Reading text:
━━━━━━━━━━

# shoe alternative



## smrobs (Jul 30, 2008)

He should be able to grip fine with just his bare feet. I personally prefer barefoot to anything else when going on pavement because it is safer. I bet he would be fine to go ahead and drive him and if you notice a problem, then start looking for a solution.


----------



## PaintHorseMares (Apr 19, 2008)

smrobs said:


> He should be able to grip fine with just his bare feet. I personally prefer barefoot to anything else when going on pavement because it is safer. I bet he would be fine to go ahead and drive him and if you notice a problem, then start looking for a solution.


I agree. We ride all our mares on pavement, and our breeder friend drives theirs on mares, all barefoot too. As long as your're not doing it every day all day long, the pavement actually does a nice job of keeping them trimmed (our old English farrier once commented that riding 50% of the time on asphalt worked very well).


----------



## waterbuggies (Jun 9, 2009)

The main thing I'm worried about is slipping. The only reason this is stuck on my mind is, I was rotating my guys to a new pasture I had my old retired guy in hand and we had to go accross the blacktop and he slipped on it. He's older and I know it could be just him that didn't have the footing, and he'll never have to worry about being in harness again. It started me thinking what if this happened while driving and one of my guys slipped, it would be a bad day.


----------



## masatisan (Jan 12, 2009)

You already cheaked out sole-gaurd, theres not much else I can think of. Easy-boot gloves might work but that's all I can really think of.


----------

━━━━━━━━━━

Material:
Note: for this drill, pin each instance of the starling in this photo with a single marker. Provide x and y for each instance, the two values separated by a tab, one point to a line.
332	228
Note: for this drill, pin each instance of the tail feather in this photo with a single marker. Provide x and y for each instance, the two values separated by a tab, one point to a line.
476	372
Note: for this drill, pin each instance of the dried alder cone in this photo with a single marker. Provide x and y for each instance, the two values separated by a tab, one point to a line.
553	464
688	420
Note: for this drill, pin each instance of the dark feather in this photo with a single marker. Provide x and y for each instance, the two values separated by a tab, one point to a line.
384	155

━━━━━━━━━━

Set problem 1:
Based on the forum thread about a shoe alternative, decide whether each statement agrees with the text: (a) smrobs prefers barefoot on pavement because it is safer; (b) the old retired horse that waterbuggies mentions slipped on blacktop while being driven in harness; (c) masatisan says Easy-boot gloves might work. For each, answer yes or no and quote the deciding words.
Set problem 2:
Summarize the forum thread about a shoe alternative in two sentences.

Task result 1:
(a) Yes: "I personally prefer barefoot to anything else when going on pavement because it is safer."
(b) No: "I had my old retired guy in hand and we had to go accross the blacktop and he slipped on it."
(c) Yes: "Easy-boot gloves might work"

Task result 2:
smrobs and PaintHorseMares say a horse can work barefoot on pavement, and PaintHorseMares adds that pavement helps keep hooves trimmed as long as it isn't done every day all day long. waterbuggies worries that a horse could slip while being driven, after an old retired horse slipped on blacktop, and masatisan suggests Easy-boot gloves as the only other option that comes to mind.